• HOW TO COMPLETE THIS TASK:
Repeat the stretch of entries below from the line with "Task: each instance of the smooth" through the line with "[[125, 112], [148, 145], [552, 81]]". Include both ends and add nothing.

• INPUT DATA:
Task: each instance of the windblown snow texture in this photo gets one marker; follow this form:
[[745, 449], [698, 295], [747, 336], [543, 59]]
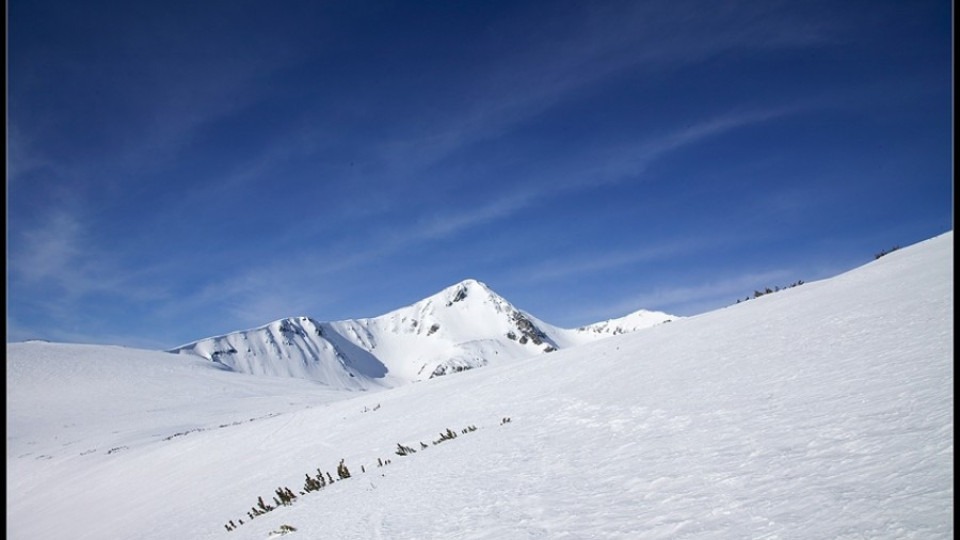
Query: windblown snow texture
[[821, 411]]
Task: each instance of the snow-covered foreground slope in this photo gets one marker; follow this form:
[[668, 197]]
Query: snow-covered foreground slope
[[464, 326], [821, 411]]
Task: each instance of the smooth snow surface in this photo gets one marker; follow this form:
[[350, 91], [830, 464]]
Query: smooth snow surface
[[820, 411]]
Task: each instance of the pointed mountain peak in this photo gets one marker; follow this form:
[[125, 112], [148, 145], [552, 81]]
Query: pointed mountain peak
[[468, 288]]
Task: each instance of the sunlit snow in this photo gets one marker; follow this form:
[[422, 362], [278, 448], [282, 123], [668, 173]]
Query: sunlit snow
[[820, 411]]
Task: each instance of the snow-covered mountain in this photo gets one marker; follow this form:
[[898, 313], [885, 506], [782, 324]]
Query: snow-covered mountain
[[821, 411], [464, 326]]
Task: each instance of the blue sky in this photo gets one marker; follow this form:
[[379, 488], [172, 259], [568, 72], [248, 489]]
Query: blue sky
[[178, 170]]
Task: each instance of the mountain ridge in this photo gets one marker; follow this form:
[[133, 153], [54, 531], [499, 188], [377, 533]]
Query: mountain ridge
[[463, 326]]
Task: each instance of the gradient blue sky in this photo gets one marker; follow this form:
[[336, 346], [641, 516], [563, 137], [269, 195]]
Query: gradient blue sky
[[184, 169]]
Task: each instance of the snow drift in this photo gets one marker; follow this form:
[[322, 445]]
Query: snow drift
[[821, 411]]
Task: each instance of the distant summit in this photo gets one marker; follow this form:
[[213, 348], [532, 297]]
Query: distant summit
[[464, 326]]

* * *

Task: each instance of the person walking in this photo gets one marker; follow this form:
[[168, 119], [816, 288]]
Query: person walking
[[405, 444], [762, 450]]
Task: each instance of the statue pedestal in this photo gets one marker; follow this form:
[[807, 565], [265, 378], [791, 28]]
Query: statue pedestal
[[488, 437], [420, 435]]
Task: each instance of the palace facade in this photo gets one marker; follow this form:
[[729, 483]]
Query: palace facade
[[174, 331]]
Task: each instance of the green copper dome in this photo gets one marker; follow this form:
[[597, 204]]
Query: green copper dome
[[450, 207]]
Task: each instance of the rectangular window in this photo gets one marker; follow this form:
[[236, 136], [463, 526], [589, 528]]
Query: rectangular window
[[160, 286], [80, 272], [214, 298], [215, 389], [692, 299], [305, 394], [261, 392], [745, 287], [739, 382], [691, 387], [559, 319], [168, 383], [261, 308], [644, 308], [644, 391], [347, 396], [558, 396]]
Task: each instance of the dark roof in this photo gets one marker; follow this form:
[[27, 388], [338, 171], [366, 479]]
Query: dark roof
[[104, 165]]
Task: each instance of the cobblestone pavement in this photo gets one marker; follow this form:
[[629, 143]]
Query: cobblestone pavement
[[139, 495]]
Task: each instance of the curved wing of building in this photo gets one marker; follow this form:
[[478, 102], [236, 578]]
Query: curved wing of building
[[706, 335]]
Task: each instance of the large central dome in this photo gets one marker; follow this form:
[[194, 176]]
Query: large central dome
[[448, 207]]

• EXERCISE RESPONSE:
Task: each instance of the smooth snow surface in this photo gets one marker; follow this form:
[[350, 91], [830, 464]]
Query: smooth snow surface
[[820, 411]]
Task: each instance of the pointed mountain peak in this photo gets one marker; follow this form:
[[125, 112], [148, 145], [552, 81]]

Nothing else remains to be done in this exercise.